* Problem statement
In the records below, find each line containing the word "street" and copy it.

Records from a data collection:
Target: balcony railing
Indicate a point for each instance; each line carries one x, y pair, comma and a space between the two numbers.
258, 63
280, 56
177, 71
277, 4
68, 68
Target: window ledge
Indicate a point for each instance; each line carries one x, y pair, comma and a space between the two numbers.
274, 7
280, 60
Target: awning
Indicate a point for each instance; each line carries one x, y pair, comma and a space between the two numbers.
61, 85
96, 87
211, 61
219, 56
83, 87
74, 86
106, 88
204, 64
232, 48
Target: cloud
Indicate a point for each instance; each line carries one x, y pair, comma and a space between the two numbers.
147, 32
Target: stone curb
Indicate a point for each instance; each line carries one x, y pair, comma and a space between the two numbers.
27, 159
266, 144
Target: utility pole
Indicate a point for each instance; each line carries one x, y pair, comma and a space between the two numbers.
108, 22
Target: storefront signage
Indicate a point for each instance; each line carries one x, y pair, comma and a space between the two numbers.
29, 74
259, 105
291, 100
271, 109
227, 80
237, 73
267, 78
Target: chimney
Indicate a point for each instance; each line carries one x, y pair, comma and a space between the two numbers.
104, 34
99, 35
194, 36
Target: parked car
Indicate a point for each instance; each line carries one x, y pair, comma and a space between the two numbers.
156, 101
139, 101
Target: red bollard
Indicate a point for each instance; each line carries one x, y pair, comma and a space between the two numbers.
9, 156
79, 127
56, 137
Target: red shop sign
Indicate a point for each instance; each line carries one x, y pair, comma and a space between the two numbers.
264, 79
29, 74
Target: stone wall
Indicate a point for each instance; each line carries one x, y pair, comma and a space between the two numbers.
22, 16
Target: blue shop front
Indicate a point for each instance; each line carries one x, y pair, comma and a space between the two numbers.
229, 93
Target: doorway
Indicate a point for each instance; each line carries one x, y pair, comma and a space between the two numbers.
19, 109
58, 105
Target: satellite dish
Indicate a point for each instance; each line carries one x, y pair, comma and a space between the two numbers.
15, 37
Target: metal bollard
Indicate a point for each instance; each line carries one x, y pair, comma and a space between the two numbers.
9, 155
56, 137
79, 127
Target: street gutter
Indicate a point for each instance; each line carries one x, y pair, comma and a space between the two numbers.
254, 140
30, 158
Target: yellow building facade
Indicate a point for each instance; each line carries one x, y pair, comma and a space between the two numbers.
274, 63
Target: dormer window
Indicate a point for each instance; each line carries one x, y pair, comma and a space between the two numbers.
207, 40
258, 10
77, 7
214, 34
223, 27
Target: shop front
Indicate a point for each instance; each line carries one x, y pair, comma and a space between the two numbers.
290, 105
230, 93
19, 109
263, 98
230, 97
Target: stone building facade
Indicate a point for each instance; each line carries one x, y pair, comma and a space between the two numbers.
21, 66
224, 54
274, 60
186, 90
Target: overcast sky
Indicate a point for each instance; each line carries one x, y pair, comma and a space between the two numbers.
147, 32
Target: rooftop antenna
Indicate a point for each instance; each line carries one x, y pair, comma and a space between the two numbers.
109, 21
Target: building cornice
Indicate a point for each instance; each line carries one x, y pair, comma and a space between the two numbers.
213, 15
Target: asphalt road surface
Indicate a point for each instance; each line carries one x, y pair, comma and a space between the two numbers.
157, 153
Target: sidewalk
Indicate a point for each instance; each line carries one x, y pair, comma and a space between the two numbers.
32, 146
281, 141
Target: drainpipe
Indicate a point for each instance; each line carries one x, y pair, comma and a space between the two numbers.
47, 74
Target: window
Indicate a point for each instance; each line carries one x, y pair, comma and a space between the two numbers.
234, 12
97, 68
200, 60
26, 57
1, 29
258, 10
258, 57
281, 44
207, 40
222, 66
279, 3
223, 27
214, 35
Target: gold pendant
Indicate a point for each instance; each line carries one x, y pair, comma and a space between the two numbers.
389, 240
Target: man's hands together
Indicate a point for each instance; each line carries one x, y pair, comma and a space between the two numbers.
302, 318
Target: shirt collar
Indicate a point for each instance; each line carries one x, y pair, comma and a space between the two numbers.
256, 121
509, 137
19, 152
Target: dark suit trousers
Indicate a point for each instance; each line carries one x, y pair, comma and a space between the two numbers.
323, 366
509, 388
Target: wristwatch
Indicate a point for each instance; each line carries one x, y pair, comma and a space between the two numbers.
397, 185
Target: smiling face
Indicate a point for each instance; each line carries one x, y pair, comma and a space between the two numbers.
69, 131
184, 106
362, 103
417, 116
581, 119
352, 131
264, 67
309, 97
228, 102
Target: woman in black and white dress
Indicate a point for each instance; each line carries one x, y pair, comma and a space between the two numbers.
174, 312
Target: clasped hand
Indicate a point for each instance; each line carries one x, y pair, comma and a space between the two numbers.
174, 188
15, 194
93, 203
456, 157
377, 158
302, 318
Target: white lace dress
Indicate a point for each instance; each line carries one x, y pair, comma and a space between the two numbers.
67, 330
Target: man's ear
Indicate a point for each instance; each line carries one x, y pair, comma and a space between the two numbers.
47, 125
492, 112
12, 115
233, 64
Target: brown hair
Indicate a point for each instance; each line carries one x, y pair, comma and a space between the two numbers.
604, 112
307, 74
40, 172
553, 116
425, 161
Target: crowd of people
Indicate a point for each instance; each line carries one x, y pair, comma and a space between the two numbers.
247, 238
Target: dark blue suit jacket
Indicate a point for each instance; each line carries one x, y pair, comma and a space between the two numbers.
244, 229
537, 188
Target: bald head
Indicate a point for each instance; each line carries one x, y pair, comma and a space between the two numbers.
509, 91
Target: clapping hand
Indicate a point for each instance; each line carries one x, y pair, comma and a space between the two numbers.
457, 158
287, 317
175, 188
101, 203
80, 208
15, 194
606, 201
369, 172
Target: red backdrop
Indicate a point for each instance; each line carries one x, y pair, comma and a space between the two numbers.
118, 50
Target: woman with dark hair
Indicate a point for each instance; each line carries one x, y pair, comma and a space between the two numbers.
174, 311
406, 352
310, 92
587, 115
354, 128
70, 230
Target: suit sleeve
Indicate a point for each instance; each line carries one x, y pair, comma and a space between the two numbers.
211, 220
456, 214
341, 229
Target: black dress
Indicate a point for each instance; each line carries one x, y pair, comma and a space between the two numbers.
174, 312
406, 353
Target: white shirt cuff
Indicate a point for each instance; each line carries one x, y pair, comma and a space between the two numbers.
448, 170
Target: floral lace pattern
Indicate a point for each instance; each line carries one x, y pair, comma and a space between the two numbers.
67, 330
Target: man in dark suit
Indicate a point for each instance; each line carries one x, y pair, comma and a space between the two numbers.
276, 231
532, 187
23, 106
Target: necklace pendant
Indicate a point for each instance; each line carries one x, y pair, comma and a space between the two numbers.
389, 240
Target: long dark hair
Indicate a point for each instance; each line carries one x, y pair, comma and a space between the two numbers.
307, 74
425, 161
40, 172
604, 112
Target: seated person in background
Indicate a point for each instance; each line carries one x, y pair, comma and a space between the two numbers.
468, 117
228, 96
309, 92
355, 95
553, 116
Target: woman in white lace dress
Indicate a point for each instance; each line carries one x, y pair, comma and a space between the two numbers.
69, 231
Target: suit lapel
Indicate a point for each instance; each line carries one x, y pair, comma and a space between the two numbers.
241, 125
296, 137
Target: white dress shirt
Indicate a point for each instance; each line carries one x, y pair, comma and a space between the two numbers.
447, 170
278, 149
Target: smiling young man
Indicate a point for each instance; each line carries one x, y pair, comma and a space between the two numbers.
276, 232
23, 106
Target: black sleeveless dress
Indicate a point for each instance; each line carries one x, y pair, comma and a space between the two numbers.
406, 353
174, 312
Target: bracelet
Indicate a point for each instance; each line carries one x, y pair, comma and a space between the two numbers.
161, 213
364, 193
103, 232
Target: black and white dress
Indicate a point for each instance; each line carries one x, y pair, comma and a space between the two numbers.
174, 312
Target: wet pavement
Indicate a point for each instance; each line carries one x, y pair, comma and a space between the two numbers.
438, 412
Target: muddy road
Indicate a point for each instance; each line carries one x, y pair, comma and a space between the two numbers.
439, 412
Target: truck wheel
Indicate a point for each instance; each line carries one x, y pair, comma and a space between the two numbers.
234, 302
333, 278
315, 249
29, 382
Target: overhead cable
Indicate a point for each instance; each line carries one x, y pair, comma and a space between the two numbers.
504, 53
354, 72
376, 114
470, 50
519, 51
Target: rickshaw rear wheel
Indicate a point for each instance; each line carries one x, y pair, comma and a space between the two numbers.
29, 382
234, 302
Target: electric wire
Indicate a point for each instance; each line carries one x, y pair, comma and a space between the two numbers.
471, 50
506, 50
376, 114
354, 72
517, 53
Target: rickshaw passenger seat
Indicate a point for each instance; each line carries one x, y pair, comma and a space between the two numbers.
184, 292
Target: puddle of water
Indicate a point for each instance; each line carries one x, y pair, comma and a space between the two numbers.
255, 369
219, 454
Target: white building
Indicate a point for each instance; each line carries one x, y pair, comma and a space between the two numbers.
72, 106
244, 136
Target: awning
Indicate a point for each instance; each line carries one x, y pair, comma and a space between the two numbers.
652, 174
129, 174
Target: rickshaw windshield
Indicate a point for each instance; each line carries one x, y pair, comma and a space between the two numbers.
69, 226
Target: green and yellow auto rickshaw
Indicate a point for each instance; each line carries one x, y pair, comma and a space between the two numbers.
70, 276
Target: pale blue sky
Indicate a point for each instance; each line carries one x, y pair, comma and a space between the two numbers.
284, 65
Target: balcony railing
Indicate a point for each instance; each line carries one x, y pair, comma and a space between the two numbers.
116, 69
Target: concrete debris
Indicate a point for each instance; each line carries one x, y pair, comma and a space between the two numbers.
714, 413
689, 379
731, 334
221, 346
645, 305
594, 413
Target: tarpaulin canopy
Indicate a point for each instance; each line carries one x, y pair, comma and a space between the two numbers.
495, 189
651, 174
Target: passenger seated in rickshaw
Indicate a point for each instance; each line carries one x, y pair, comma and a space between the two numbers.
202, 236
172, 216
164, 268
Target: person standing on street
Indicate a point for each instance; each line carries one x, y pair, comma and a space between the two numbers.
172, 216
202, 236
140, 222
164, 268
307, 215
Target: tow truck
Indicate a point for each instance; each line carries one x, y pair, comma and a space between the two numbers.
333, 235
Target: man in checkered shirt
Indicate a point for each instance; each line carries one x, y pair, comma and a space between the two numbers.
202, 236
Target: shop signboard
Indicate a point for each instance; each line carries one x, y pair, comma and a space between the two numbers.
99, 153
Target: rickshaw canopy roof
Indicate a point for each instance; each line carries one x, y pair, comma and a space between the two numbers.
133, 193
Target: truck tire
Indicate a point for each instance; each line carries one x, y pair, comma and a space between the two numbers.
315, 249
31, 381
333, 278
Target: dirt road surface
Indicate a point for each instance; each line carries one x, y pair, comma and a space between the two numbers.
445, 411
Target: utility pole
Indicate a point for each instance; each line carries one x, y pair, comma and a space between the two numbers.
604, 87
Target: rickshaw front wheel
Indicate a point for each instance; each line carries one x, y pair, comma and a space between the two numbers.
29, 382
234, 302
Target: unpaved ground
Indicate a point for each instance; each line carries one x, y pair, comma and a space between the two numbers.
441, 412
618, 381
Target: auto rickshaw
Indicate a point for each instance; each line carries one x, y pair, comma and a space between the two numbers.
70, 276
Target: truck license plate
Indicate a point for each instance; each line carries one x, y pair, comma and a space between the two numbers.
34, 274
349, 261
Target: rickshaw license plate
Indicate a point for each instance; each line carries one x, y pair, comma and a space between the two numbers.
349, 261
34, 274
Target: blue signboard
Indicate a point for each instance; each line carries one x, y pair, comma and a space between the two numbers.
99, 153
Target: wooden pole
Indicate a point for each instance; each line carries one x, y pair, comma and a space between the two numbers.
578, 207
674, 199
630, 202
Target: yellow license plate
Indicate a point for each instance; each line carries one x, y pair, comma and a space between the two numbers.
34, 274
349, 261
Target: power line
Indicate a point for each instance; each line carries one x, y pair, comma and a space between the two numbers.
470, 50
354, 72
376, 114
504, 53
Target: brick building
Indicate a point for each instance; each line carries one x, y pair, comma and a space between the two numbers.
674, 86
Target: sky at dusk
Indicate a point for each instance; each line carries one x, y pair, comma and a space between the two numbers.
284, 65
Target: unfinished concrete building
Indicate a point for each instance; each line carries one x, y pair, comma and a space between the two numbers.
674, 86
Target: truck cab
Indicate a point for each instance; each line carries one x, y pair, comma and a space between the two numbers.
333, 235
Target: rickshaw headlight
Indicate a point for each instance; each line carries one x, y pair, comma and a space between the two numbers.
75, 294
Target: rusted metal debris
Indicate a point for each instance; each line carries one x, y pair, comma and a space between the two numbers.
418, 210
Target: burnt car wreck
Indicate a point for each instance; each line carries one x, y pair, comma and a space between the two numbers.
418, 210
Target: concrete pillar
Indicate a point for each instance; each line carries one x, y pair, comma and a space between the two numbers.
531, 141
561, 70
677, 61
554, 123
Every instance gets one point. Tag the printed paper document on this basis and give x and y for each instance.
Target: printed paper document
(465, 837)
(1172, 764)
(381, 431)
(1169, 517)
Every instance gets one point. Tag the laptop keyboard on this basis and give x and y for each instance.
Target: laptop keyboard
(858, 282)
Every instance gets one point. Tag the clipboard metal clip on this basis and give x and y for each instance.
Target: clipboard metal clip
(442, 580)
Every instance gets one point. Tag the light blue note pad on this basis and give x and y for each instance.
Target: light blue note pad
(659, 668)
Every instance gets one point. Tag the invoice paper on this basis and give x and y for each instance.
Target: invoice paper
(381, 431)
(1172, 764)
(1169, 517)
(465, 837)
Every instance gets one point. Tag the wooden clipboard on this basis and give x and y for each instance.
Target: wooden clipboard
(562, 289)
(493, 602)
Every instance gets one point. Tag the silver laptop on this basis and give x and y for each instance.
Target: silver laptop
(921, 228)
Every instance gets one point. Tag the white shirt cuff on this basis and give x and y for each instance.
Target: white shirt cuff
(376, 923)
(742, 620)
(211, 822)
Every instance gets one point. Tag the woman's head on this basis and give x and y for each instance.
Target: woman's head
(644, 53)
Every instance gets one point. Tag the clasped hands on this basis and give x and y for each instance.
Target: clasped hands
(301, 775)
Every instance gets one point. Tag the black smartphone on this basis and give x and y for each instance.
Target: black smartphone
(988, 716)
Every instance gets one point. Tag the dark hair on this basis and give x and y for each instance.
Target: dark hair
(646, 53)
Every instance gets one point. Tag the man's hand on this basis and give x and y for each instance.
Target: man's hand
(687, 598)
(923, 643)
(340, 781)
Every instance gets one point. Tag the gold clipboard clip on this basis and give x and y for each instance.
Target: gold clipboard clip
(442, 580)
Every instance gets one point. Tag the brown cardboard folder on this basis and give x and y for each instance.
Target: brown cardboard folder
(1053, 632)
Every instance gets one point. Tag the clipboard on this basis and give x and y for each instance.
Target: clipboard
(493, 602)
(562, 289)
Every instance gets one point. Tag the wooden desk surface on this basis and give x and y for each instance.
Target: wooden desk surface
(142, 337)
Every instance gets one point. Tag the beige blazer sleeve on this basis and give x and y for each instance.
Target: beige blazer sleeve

* Response area
Target: street gutter
Target: person standing on street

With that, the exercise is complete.